**WHAT THE TASK REQUIRES**
Select every line in the listing below that contains the word "station", and copy those lines out.

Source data
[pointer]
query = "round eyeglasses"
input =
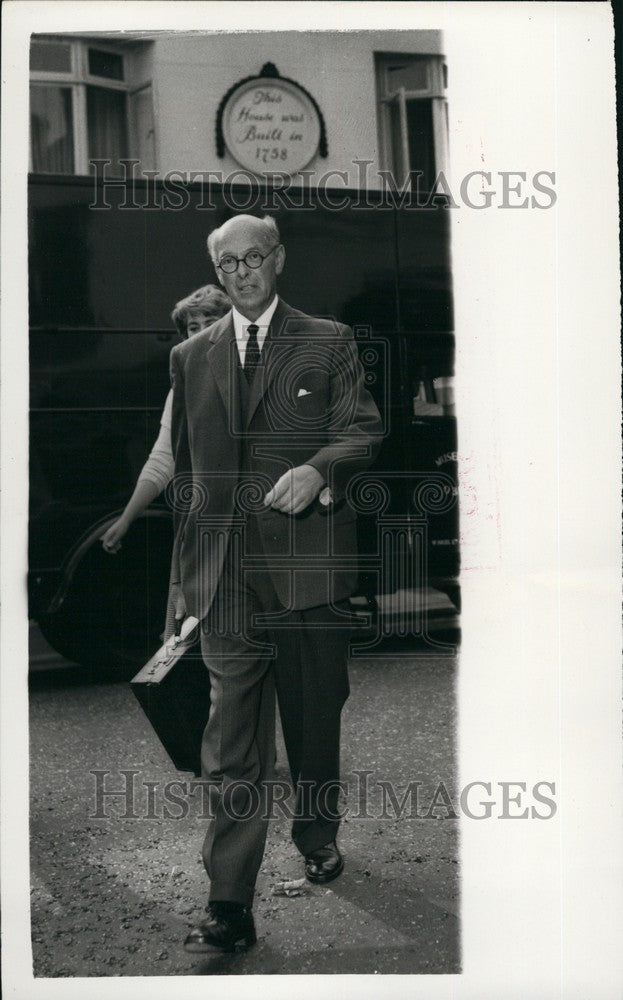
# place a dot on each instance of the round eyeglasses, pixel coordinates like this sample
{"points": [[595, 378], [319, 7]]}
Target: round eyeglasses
{"points": [[252, 259]]}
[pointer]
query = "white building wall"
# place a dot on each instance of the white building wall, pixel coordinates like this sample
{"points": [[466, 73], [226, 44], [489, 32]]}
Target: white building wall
{"points": [[192, 72]]}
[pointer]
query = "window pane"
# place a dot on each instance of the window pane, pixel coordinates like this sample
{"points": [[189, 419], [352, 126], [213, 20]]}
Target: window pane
{"points": [[397, 165], [50, 57], [106, 64], [106, 126], [410, 75], [421, 146], [51, 133]]}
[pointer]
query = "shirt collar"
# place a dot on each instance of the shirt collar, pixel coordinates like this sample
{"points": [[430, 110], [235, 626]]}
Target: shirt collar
{"points": [[241, 323]]}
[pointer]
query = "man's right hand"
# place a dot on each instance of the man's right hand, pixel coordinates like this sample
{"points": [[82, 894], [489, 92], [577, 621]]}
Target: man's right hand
{"points": [[177, 598]]}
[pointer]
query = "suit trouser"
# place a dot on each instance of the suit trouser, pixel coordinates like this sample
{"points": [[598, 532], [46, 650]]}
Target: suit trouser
{"points": [[308, 665]]}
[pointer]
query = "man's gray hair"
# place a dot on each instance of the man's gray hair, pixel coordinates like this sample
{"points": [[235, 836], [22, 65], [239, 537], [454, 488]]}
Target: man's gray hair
{"points": [[272, 232]]}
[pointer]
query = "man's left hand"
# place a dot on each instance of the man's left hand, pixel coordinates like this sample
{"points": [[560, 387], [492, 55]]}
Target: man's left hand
{"points": [[295, 490]]}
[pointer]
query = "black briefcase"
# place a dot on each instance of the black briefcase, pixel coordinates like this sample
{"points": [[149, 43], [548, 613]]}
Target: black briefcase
{"points": [[173, 689]]}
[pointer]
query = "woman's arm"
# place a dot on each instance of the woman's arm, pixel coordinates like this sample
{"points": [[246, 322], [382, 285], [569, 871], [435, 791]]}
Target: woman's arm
{"points": [[154, 476]]}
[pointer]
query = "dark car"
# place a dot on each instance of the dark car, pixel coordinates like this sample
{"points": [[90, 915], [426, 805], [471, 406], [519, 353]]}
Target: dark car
{"points": [[103, 282]]}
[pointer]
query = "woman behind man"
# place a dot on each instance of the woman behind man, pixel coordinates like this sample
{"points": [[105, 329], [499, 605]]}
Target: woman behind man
{"points": [[190, 315]]}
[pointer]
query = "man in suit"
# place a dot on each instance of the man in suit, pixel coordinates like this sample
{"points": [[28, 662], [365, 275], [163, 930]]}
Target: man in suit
{"points": [[270, 421]]}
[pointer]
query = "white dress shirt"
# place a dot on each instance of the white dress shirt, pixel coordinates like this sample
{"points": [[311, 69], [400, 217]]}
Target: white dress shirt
{"points": [[242, 324]]}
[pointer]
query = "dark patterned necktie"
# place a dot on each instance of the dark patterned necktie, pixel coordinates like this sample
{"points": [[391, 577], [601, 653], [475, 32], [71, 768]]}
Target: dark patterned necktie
{"points": [[252, 353]]}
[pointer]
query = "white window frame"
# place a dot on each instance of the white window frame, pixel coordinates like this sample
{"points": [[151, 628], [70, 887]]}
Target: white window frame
{"points": [[434, 91], [78, 79]]}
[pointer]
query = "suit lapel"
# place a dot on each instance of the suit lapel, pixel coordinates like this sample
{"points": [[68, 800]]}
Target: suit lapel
{"points": [[277, 345], [222, 357]]}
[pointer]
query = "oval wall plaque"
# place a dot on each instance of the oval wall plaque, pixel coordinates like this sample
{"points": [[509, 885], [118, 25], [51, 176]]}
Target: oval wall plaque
{"points": [[271, 125]]}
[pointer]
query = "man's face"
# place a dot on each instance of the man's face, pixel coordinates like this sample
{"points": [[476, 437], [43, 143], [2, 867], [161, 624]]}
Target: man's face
{"points": [[250, 289]]}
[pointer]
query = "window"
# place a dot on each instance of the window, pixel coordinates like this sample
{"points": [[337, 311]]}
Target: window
{"points": [[79, 106], [412, 116]]}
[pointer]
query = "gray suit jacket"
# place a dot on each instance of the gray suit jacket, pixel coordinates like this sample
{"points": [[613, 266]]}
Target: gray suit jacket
{"points": [[307, 405]]}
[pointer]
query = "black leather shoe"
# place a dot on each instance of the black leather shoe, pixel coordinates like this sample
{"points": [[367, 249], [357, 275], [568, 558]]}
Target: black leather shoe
{"points": [[325, 864], [228, 926]]}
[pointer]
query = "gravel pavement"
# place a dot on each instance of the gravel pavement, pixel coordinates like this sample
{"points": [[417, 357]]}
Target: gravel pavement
{"points": [[115, 895]]}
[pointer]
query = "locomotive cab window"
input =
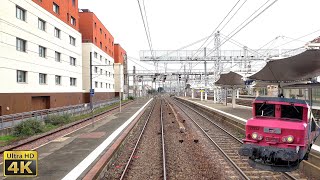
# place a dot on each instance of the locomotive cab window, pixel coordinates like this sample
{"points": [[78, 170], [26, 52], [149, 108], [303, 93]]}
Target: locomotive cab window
{"points": [[265, 110], [291, 111]]}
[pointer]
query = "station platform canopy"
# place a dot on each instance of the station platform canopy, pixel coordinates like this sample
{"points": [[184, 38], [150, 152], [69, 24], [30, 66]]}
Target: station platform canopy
{"points": [[230, 79], [301, 67]]}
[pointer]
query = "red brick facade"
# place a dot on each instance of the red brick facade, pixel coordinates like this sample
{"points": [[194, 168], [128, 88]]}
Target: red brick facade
{"points": [[67, 10]]}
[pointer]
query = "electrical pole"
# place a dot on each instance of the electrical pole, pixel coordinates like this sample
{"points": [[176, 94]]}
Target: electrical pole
{"points": [[134, 82], [91, 95]]}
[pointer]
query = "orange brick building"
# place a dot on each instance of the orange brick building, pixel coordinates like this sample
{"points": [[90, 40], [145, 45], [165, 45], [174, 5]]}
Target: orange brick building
{"points": [[66, 10], [93, 31]]}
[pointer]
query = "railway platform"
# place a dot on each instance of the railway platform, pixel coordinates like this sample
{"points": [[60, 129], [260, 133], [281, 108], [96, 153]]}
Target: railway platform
{"points": [[72, 155], [240, 113]]}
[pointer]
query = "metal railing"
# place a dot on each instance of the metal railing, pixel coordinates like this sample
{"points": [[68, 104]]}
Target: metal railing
{"points": [[9, 121]]}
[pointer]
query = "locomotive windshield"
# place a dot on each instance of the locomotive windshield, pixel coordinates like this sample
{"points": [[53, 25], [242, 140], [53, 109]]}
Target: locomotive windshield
{"points": [[265, 110], [291, 111]]}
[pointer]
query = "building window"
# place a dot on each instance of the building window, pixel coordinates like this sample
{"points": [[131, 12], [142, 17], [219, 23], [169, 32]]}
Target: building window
{"points": [[72, 61], [72, 40], [73, 81], [42, 51], [21, 45], [42, 78], [57, 32], [41, 24], [73, 21], [56, 8], [58, 80], [57, 56], [21, 76], [20, 13]]}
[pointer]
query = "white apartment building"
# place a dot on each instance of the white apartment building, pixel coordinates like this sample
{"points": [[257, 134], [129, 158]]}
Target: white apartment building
{"points": [[103, 69], [41, 57]]}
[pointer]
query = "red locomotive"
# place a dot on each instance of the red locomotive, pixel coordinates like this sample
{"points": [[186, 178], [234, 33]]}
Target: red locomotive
{"points": [[280, 133]]}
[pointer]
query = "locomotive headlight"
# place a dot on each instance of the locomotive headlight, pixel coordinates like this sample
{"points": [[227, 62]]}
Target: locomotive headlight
{"points": [[254, 135], [290, 139]]}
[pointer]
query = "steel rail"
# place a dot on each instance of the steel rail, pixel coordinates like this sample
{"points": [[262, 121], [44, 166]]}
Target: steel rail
{"points": [[238, 140], [138, 141]]}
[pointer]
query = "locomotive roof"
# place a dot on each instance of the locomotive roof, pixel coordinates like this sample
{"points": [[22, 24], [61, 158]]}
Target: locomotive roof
{"points": [[278, 99]]}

**ANSWER FOR THE TASK**
query = "station platform canopy"
# place a dot on each instance of the station platform canopy, pixel coordinates like this sample
Target: station platform canopy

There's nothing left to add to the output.